■ **Aim**: Rewrite as a numbered list the part of the entries that opens with the line containing "to the vertical" and runs through the end of the entries. Skip blank lines and leave out the pictures.

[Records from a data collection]
▽
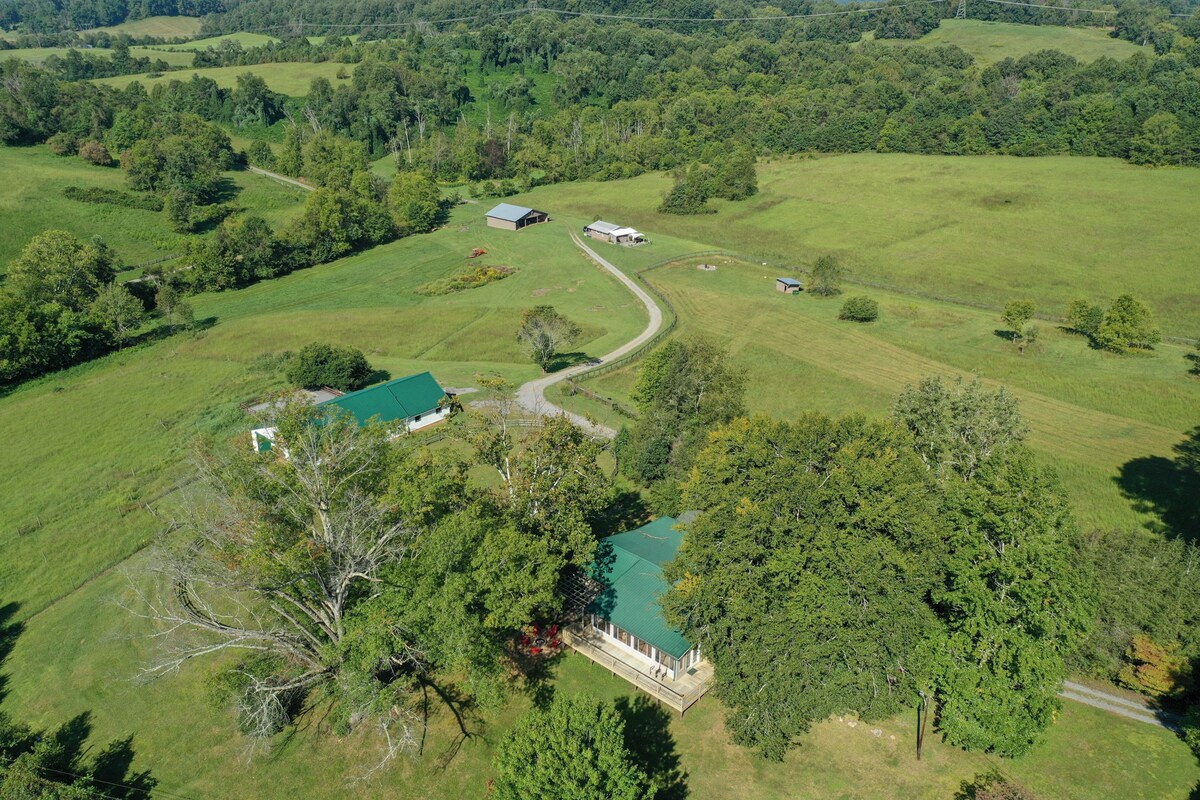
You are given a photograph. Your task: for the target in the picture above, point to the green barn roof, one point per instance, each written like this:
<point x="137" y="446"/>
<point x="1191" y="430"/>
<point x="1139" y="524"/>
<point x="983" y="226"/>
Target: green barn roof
<point x="396" y="400"/>
<point x="629" y="566"/>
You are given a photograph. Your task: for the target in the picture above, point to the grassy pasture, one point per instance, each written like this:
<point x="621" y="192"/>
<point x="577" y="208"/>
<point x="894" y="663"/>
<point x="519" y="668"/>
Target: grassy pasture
<point x="994" y="41"/>
<point x="91" y="645"/>
<point x="1090" y="411"/>
<point x="91" y="505"/>
<point x="162" y="26"/>
<point x="33" y="202"/>
<point x="39" y="54"/>
<point x="245" y="40"/>
<point x="983" y="229"/>
<point x="292" y="79"/>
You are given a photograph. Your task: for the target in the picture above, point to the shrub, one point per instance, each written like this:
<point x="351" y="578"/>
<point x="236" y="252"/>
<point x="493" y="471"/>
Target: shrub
<point x="96" y="154"/>
<point x="61" y="144"/>
<point x="478" y="277"/>
<point x="113" y="197"/>
<point x="259" y="155"/>
<point x="327" y="365"/>
<point x="859" y="310"/>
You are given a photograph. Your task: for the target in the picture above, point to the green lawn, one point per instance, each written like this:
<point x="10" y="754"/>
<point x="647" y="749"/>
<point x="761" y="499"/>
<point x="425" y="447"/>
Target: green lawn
<point x="994" y="41"/>
<point x="85" y="491"/>
<point x="31" y="202"/>
<point x="162" y="26"/>
<point x="39" y="54"/>
<point x="94" y="647"/>
<point x="245" y="40"/>
<point x="292" y="78"/>
<point x="984" y="229"/>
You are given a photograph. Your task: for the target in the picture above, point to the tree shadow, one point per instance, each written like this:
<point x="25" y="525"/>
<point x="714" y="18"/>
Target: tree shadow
<point x="624" y="512"/>
<point x="652" y="746"/>
<point x="564" y="360"/>
<point x="378" y="377"/>
<point x="112" y="771"/>
<point x="10" y="630"/>
<point x="1168" y="488"/>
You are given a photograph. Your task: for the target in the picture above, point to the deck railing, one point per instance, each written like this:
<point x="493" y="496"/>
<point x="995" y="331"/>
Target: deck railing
<point x="679" y="701"/>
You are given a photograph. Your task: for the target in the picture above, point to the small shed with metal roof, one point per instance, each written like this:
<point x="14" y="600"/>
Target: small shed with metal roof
<point x="409" y="403"/>
<point x="515" y="217"/>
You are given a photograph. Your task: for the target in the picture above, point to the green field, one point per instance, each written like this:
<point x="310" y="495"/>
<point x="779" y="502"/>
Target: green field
<point x="245" y="40"/>
<point x="161" y="26"/>
<point x="91" y="645"/>
<point x="292" y="79"/>
<point x="83" y="494"/>
<point x="984" y="228"/>
<point x="39" y="54"/>
<point x="994" y="41"/>
<point x="33" y="202"/>
<point x="144" y="405"/>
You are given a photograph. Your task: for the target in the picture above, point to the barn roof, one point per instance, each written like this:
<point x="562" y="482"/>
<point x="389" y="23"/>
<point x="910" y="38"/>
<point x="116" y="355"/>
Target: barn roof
<point x="510" y="212"/>
<point x="396" y="400"/>
<point x="603" y="227"/>
<point x="629" y="567"/>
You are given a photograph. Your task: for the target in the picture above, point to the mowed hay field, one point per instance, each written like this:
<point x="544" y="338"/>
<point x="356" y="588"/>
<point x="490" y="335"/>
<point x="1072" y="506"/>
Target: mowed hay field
<point x="31" y="202"/>
<point x="981" y="229"/>
<point x="94" y="479"/>
<point x="292" y="79"/>
<point x="243" y="38"/>
<point x="91" y="645"/>
<point x="994" y="41"/>
<point x="163" y="26"/>
<point x="39" y="54"/>
<point x="1090" y="413"/>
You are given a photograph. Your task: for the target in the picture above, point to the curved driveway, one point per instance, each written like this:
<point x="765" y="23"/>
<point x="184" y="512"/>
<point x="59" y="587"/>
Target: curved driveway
<point x="532" y="396"/>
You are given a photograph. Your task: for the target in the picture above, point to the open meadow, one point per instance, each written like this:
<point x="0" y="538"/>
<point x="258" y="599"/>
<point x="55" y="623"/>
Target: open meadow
<point x="981" y="229"/>
<point x="106" y="467"/>
<point x="33" y="202"/>
<point x="39" y="54"/>
<point x="994" y="41"/>
<point x="145" y="404"/>
<point x="161" y="26"/>
<point x="292" y="79"/>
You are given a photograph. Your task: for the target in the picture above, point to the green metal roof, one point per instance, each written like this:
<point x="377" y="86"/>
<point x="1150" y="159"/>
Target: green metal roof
<point x="630" y="567"/>
<point x="396" y="400"/>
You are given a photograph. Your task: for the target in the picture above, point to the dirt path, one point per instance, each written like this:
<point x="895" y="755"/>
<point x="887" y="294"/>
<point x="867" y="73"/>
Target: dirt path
<point x="1117" y="704"/>
<point x="282" y="179"/>
<point x="532" y="396"/>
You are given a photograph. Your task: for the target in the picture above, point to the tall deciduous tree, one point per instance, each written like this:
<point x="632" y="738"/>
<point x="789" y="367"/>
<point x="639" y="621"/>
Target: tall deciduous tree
<point x="118" y="312"/>
<point x="1127" y="325"/>
<point x="684" y="389"/>
<point x="1015" y="603"/>
<point x="805" y="575"/>
<point x="544" y="332"/>
<point x="345" y="567"/>
<point x="574" y="749"/>
<point x="958" y="427"/>
<point x="414" y="202"/>
<point x="1017" y="316"/>
<point x="827" y="276"/>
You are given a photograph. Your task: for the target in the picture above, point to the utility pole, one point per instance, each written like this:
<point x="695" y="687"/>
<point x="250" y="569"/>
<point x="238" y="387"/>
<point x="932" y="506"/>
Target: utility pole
<point x="922" y="717"/>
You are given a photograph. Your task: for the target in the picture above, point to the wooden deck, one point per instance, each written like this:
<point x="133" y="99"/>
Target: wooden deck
<point x="681" y="693"/>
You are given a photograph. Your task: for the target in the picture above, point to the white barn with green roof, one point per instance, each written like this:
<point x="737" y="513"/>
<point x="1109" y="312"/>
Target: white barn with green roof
<point x="619" y="621"/>
<point x="408" y="403"/>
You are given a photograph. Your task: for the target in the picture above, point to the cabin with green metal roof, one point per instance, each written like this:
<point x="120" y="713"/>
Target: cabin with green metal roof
<point x="409" y="403"/>
<point x="619" y="617"/>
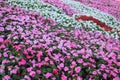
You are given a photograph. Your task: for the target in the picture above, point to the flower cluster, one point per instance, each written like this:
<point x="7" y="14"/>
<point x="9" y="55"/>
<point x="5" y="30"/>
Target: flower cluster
<point x="102" y="25"/>
<point x="62" y="19"/>
<point x="103" y="17"/>
<point x="33" y="47"/>
<point x="108" y="6"/>
<point x="66" y="8"/>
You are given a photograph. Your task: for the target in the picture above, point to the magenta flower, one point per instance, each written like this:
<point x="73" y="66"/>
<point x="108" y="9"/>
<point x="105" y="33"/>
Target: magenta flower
<point x="47" y="75"/>
<point x="22" y="61"/>
<point x="77" y="69"/>
<point x="63" y="77"/>
<point x="32" y="74"/>
<point x="6" y="77"/>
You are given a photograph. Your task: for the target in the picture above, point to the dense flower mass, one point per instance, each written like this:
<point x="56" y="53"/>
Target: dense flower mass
<point x="111" y="7"/>
<point x="33" y="47"/>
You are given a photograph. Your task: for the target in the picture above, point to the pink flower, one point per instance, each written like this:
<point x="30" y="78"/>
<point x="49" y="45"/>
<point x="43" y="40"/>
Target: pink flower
<point x="66" y="69"/>
<point x="47" y="75"/>
<point x="103" y="66"/>
<point x="116" y="78"/>
<point x="105" y="76"/>
<point x="22" y="62"/>
<point x="5" y="55"/>
<point x="63" y="77"/>
<point x="6" y="77"/>
<point x="79" y="78"/>
<point x="55" y="71"/>
<point x="27" y="77"/>
<point x="38" y="71"/>
<point x="61" y="65"/>
<point x="47" y="59"/>
<point x="32" y="74"/>
<point x="29" y="69"/>
<point x="94" y="72"/>
<point x="77" y="69"/>
<point x="80" y="60"/>
<point x="113" y="73"/>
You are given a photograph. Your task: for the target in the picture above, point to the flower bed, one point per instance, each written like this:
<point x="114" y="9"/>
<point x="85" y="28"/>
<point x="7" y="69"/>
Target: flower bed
<point x="62" y="19"/>
<point x="103" y="17"/>
<point x="33" y="47"/>
<point x="108" y="6"/>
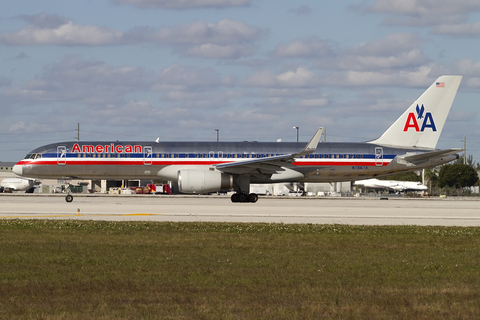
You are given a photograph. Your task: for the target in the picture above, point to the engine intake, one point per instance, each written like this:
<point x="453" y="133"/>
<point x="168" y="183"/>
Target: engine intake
<point x="203" y="181"/>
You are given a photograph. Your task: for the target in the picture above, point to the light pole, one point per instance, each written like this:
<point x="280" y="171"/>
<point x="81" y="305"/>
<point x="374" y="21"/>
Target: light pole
<point x="297" y="131"/>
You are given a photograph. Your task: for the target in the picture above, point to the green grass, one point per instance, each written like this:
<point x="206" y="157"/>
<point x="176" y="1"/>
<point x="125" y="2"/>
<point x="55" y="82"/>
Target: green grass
<point x="130" y="270"/>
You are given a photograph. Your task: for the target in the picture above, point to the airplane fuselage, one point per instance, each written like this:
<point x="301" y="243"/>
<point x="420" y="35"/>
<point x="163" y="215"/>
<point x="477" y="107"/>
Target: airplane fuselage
<point x="146" y="160"/>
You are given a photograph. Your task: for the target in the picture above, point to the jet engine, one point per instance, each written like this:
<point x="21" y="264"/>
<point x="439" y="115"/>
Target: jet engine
<point x="203" y="181"/>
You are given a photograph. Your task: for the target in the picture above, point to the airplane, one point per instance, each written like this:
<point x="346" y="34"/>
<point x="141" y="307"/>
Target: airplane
<point x="204" y="167"/>
<point x="397" y="186"/>
<point x="18" y="184"/>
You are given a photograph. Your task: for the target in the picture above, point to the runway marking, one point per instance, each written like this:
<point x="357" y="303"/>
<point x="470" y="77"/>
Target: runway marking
<point x="82" y="215"/>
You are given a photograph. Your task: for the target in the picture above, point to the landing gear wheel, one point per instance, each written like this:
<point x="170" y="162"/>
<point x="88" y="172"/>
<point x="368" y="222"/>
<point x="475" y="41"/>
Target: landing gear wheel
<point x="243" y="197"/>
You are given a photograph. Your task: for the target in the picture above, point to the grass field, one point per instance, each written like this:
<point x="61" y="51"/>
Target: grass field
<point x="130" y="270"/>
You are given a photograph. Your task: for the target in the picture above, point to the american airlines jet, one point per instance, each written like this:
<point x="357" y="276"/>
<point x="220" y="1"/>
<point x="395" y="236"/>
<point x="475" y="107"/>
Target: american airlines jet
<point x="203" y="167"/>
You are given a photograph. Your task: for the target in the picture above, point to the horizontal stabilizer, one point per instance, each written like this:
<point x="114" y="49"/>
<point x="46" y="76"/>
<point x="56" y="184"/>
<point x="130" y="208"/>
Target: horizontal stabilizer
<point x="422" y="157"/>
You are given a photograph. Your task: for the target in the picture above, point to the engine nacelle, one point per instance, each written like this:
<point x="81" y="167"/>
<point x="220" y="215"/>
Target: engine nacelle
<point x="203" y="181"/>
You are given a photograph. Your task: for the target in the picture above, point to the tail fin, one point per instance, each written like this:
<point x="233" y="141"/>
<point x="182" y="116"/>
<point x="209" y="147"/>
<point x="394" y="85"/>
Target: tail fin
<point x="420" y="126"/>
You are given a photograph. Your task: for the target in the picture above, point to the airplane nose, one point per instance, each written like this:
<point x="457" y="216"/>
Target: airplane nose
<point x="18" y="169"/>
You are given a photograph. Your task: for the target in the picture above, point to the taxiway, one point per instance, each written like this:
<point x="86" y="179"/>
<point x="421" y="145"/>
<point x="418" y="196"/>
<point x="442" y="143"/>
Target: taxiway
<point x="352" y="211"/>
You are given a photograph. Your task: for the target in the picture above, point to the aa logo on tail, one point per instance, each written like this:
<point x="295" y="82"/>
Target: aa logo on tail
<point x="412" y="121"/>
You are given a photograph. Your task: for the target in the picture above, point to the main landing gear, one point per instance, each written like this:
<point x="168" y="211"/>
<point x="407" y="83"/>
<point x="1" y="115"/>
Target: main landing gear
<point x="243" y="197"/>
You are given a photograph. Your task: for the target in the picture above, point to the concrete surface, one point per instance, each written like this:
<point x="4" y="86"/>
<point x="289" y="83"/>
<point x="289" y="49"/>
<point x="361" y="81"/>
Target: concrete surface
<point x="353" y="211"/>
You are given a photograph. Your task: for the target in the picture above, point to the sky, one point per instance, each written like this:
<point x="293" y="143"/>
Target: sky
<point x="253" y="69"/>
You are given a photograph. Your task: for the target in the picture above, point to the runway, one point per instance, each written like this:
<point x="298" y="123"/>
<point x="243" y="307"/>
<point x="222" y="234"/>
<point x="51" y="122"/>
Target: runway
<point x="352" y="211"/>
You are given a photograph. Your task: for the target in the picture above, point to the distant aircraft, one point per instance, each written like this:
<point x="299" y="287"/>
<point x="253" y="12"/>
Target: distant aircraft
<point x="18" y="184"/>
<point x="203" y="167"/>
<point x="397" y="186"/>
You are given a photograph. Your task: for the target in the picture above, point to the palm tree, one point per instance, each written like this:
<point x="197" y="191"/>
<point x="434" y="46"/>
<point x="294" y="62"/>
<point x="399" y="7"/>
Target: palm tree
<point x="432" y="177"/>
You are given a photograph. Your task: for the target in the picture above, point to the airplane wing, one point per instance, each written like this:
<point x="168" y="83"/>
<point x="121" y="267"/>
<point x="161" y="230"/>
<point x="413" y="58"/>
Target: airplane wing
<point x="270" y="165"/>
<point x="422" y="157"/>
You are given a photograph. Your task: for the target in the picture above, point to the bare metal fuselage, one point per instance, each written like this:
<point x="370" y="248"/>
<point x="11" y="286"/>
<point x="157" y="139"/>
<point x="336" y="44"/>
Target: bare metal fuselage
<point x="146" y="160"/>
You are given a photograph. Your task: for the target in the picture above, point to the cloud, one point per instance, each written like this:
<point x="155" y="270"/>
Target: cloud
<point x="302" y="10"/>
<point x="458" y="30"/>
<point x="227" y="39"/>
<point x="424" y="12"/>
<point x="4" y="82"/>
<point x="185" y="4"/>
<point x="300" y="77"/>
<point x="78" y="81"/>
<point x="307" y="48"/>
<point x="53" y="30"/>
<point x="396" y="51"/>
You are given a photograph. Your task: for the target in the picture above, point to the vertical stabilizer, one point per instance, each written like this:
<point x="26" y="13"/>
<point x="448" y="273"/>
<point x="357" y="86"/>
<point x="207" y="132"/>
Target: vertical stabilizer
<point x="421" y="125"/>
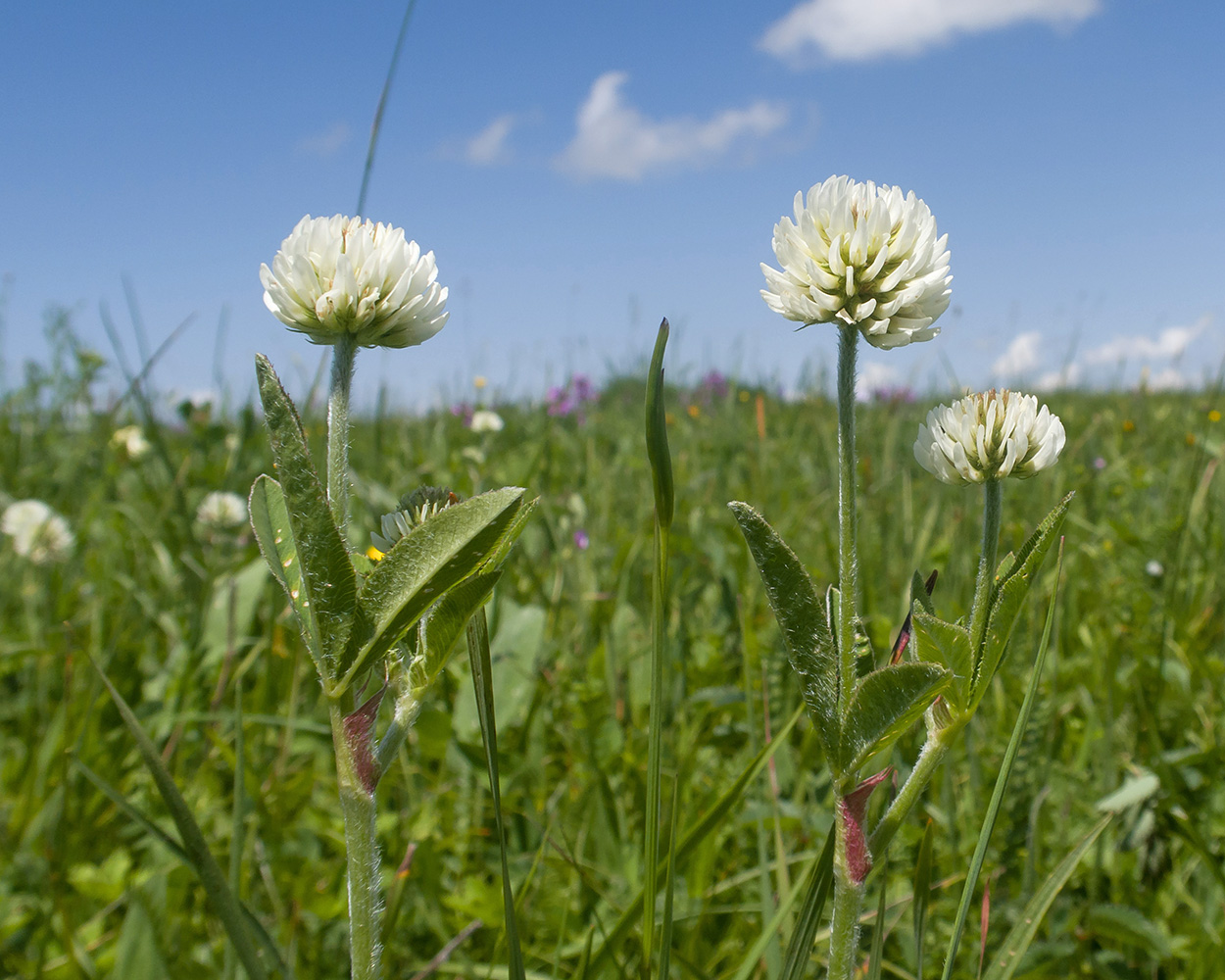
△
■ **Response**:
1. You are given a photograph. Your task: for the target in the picture above, point to the vertical stabilizer, one point per instance, each written like this:
2. <point x="26" y="13"/>
3. <point x="448" y="273"/>
4. <point x="357" y="86"/>
5. <point x="207" y="132"/>
6. Target: vertical stabilizer
7. <point x="421" y="125"/>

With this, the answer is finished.